#### Given information ####

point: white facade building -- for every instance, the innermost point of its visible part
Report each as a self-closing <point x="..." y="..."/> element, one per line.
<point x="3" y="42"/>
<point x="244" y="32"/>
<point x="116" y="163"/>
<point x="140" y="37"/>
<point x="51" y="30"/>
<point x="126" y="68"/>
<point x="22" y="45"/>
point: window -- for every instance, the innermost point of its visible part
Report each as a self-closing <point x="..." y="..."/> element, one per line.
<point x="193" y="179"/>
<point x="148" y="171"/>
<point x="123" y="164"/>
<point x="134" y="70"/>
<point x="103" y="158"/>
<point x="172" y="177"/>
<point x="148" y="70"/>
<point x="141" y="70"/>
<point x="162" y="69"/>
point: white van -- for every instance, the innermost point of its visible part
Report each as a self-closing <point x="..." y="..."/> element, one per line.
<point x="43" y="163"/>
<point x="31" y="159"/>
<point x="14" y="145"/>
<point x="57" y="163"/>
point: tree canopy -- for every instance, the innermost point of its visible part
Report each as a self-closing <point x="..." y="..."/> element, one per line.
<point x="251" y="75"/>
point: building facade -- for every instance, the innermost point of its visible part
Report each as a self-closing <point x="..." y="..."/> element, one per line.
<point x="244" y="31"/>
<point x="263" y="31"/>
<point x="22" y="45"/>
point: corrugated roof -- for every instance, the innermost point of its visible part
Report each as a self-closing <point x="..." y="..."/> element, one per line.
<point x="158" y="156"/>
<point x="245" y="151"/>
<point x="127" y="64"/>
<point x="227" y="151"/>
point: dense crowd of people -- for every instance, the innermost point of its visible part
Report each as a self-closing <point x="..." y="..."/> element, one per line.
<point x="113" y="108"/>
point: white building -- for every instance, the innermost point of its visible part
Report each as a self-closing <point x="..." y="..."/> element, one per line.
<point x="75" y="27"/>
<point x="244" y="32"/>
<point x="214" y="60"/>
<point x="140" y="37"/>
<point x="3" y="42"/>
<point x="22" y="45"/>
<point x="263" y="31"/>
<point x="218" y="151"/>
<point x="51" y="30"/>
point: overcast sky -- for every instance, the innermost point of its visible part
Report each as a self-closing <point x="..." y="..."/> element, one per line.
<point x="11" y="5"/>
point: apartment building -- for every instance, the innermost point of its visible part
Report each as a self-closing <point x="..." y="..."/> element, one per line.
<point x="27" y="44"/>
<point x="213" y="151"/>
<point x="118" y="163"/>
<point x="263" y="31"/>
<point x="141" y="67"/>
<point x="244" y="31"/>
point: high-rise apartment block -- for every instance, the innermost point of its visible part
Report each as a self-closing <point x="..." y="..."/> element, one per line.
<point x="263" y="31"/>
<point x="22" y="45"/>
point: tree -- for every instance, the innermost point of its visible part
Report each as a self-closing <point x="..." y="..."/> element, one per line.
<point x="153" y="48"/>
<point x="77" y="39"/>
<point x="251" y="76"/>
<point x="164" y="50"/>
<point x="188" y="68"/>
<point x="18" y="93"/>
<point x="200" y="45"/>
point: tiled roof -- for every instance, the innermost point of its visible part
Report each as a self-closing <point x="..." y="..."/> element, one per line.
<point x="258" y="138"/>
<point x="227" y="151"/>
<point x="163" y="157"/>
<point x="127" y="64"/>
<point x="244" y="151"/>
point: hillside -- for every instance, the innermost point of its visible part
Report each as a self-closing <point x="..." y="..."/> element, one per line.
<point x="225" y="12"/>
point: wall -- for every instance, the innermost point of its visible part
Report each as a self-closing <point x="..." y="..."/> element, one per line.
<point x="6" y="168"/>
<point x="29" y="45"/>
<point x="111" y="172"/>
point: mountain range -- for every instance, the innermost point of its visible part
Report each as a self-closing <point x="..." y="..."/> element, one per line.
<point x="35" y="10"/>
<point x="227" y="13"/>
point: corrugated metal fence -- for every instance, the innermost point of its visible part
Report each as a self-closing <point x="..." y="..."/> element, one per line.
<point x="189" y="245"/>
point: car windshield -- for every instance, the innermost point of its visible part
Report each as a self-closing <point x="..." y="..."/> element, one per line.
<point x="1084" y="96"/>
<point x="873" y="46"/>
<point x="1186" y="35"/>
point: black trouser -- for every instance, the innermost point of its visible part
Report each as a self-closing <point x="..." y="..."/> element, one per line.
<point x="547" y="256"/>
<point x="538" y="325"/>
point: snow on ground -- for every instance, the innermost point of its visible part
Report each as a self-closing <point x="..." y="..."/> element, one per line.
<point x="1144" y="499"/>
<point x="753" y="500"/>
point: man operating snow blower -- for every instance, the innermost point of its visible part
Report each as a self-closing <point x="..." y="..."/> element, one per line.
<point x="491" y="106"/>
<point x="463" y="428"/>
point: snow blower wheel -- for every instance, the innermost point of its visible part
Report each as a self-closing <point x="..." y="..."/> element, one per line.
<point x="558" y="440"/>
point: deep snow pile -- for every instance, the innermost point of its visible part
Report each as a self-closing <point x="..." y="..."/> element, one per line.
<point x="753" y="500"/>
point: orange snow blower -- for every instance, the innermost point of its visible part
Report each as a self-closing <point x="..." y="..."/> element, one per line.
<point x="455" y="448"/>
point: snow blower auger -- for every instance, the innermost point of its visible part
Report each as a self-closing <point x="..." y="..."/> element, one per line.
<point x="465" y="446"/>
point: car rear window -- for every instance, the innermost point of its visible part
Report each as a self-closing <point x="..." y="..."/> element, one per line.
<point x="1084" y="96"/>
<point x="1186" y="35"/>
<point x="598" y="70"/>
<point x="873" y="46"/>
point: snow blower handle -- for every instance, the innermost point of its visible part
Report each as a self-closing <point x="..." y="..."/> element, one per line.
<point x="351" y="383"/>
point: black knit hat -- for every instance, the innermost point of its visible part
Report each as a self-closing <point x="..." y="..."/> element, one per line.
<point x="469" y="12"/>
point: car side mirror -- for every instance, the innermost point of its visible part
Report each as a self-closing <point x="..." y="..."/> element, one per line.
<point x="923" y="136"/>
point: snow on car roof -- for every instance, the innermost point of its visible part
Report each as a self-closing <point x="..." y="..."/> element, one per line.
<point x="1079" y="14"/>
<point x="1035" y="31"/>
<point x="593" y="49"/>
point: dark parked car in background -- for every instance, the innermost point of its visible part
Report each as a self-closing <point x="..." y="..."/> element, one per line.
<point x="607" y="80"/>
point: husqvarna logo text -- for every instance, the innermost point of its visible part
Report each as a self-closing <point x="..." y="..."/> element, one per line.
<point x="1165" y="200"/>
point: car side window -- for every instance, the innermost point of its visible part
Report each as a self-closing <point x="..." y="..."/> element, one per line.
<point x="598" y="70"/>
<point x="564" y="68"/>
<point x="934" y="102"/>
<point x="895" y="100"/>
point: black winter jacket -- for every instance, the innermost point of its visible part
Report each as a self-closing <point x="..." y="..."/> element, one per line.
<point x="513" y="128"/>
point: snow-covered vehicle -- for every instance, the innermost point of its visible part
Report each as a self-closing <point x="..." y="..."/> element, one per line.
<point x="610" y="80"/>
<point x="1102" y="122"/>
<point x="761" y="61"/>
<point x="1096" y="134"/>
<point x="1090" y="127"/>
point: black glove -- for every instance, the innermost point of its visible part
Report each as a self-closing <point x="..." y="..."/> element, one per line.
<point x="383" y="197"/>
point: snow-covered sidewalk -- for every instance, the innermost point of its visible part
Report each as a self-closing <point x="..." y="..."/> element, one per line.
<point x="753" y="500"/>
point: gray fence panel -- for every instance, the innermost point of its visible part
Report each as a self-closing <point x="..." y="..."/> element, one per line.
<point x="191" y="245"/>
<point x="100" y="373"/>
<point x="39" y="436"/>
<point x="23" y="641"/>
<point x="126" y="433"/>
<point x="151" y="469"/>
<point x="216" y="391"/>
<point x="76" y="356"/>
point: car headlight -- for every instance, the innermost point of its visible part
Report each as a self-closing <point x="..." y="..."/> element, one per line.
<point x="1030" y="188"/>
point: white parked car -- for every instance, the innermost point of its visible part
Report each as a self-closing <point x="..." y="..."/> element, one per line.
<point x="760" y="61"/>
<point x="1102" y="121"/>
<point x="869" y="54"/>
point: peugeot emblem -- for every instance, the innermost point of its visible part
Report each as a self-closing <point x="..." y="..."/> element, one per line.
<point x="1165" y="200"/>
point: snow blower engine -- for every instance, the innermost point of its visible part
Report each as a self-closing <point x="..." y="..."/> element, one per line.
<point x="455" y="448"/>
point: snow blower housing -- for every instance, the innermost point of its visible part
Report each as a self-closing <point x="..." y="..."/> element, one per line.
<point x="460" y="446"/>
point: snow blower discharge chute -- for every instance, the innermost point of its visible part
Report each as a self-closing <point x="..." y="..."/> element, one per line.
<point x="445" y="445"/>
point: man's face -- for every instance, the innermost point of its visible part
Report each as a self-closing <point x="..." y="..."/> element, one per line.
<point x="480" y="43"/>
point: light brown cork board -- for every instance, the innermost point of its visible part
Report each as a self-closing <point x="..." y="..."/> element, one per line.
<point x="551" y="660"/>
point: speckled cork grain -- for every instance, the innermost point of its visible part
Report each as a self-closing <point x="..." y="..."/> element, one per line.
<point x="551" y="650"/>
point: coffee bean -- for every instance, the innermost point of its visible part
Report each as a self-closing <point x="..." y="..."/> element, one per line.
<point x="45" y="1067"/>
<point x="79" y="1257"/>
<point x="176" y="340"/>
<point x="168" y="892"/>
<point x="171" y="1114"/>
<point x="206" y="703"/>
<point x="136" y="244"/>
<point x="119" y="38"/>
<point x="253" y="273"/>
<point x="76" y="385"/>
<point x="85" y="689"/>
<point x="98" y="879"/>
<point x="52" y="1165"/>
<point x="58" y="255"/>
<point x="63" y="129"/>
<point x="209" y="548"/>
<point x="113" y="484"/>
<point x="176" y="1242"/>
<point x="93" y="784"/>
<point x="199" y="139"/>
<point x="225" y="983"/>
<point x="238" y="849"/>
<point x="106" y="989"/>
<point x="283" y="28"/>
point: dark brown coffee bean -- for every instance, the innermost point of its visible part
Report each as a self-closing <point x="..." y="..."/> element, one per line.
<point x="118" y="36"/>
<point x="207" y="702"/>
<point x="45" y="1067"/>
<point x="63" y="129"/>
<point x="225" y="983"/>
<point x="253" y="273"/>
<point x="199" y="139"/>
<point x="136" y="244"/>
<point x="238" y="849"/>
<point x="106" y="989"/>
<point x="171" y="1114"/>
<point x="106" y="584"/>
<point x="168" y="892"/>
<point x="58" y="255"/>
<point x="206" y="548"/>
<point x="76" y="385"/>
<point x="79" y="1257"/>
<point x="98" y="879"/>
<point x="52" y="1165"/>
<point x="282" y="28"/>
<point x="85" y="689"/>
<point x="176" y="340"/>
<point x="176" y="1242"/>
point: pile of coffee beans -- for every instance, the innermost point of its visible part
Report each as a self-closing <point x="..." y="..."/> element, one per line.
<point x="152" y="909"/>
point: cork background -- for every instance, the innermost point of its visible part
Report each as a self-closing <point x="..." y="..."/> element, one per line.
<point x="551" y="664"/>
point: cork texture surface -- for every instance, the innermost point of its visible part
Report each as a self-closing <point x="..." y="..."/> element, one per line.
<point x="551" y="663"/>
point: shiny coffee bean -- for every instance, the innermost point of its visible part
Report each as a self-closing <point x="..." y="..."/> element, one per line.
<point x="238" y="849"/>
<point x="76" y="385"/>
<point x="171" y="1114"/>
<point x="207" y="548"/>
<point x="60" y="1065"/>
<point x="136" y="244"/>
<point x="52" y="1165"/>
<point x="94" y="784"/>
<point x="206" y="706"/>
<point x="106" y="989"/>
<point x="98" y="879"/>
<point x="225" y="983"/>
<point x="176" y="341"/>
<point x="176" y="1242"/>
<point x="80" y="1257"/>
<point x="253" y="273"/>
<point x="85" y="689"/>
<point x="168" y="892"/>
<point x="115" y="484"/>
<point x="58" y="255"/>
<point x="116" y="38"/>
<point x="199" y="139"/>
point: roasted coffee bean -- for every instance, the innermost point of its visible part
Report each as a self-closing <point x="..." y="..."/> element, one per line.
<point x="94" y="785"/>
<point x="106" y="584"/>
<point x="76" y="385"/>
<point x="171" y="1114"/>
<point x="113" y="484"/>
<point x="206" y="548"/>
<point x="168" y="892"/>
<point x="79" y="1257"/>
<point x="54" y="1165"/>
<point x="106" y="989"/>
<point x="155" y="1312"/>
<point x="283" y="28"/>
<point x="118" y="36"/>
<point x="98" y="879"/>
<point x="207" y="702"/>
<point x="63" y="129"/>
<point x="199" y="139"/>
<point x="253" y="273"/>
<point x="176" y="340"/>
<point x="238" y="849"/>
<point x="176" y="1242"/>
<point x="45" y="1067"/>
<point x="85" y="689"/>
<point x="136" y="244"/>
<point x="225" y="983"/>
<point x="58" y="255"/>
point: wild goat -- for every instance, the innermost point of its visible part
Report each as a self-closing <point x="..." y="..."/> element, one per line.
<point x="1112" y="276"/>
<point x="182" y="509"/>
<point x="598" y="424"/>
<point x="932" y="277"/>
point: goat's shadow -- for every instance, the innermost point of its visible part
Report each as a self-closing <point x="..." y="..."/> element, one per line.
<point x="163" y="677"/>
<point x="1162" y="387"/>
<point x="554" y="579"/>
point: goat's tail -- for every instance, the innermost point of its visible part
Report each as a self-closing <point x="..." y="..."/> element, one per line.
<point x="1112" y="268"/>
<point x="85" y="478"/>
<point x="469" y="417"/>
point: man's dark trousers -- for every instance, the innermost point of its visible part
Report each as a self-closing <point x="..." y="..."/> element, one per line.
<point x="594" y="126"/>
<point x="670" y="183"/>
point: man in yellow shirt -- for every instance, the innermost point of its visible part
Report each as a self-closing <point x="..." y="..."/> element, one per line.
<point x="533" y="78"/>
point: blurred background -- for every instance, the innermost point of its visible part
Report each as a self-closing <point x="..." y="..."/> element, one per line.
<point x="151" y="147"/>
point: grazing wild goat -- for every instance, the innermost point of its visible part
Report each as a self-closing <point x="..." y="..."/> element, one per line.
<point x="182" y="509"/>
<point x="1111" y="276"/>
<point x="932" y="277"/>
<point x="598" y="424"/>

####

• What you have to do: Rewrite the rows from the line that contains "point: grazing wild" through the last row, putting "deer" in place of "goat" and changing nothing else.

• Response to the exercise:
point: grazing wild deer -- for every instance, the innermost point of its visible part
Report each as a self-closing <point x="..." y="..."/> element, one per line.
<point x="182" y="509"/>
<point x="1111" y="276"/>
<point x="932" y="277"/>
<point x="598" y="424"/>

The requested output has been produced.